++++ Supplied text
From: Matt McCutchen <matt@mattmccutchen.net>
Date: Mon, 7 Jul 2008 23:37:31 +0000 (-0400)
Subject: Second version of the reduction.
X-Git-Url: https://mattmccutchen.net/match/match.git/commitdiff_plain/2e7d542623d17554667ca0199dd988caf3c442ae

Second version of the reduction.

Significant changes:
- Supports a per-reviewer relative load limit, which is hard with a tolerance.
- Split each reviewer into multiple nodes in order to charge a cost quadratic in
  the number of disliked proposals she has to review.  Previously, cost was
  simply additive.
- Require three reviews per proposal regardless of experts, but provide an
  incentive for a knowledgeable review and an additional expert review.

Also, add import and "show-graph" script for graph visualization.
++++++++
++++ Supplied material
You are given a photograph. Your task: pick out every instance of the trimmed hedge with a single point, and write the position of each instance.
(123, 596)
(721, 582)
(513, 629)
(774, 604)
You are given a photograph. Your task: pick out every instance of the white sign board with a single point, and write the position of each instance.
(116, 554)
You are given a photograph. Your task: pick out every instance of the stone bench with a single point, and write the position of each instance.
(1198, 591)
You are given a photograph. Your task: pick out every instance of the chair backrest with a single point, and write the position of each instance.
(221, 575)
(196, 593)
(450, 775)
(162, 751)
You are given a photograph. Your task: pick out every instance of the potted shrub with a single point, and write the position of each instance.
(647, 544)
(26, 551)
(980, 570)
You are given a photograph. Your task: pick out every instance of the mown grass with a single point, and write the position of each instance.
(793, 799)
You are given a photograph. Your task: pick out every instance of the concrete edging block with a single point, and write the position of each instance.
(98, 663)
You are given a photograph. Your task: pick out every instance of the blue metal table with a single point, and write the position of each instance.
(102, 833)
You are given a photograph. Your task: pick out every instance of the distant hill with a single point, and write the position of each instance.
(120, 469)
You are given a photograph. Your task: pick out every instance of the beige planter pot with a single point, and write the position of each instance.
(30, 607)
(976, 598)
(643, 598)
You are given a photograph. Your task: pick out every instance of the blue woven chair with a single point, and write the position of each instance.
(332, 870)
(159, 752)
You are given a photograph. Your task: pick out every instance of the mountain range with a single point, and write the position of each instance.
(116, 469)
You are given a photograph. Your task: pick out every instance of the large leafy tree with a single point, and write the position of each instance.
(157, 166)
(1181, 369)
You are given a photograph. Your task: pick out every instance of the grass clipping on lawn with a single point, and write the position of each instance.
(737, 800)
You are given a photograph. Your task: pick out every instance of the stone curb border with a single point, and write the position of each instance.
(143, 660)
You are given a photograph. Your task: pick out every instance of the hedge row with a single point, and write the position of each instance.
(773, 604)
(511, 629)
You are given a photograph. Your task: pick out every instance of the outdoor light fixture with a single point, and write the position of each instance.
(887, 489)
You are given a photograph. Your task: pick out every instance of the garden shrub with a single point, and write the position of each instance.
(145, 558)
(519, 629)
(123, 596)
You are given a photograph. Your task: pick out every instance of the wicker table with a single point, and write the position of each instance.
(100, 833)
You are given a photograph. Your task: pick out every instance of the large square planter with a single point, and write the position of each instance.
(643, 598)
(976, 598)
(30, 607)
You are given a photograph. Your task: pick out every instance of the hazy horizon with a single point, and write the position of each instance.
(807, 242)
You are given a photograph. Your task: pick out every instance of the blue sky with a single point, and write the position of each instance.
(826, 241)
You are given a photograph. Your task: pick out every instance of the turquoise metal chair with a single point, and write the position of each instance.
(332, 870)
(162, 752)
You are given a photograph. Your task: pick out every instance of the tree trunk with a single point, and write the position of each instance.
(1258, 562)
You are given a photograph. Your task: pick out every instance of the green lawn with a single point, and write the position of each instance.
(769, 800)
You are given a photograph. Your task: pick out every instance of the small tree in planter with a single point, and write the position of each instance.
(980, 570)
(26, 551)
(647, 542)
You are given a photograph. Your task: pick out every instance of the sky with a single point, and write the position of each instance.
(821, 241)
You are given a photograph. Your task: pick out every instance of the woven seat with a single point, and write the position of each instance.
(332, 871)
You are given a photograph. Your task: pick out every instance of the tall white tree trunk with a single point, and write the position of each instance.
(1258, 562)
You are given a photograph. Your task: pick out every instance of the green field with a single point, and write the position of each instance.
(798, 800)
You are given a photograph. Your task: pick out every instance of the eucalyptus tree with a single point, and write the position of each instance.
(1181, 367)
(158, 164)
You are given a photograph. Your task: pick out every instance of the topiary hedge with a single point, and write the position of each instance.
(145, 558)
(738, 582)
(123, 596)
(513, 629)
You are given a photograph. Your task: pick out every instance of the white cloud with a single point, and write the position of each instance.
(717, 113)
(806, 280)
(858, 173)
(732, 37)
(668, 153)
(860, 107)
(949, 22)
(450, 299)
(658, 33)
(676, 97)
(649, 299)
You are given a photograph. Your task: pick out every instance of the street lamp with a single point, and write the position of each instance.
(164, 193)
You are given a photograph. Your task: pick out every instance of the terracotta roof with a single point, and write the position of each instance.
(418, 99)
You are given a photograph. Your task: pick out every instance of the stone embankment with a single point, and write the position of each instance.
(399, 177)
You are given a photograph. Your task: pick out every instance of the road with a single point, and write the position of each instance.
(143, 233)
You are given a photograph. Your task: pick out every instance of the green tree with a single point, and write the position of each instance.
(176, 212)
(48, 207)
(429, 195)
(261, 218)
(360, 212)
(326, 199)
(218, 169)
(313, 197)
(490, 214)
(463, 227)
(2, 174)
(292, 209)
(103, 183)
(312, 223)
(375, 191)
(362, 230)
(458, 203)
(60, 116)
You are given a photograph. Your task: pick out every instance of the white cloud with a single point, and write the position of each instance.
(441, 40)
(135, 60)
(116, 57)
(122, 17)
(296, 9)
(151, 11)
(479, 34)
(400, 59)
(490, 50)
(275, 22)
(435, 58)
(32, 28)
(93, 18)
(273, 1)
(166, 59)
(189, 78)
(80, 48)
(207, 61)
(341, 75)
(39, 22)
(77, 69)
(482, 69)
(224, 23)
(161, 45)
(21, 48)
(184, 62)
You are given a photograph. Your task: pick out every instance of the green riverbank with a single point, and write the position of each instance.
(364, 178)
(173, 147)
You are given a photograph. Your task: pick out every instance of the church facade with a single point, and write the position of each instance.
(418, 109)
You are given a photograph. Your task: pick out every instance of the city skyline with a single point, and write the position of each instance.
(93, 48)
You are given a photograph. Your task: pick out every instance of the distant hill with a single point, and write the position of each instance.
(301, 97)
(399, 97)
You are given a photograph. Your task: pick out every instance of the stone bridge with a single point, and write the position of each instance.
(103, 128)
++++++++
Goals:
1) According to the commit message, how many reviews must each proposal now receive?
2) Transcribe everything in the commit message from "Subject: Second version" down to "additional expert review.".

Answers:
1) Three reviews per proposal, regardless of experts.

2)
Subject: Second version of the reduction.
X-Git-Url: https://mattmccutchen.net/match/match.git/commitdiff_plain/2e7d542623d17554667ca0199dd988caf3c442ae

Second version of the reduction.

Significant changes:
- Supports a per-reviewer relative load limit, which is hard with a tolerance.
- Split each reviewer into multiple nodes in order to charge a cost quadratic in
  the number of disliked proposals she has to review.  Previously, cost was
  simply additive.
- Require three reviews per proposal regardless of experts, but provide an
  incentive for a knowledgeable review and an additional expert review.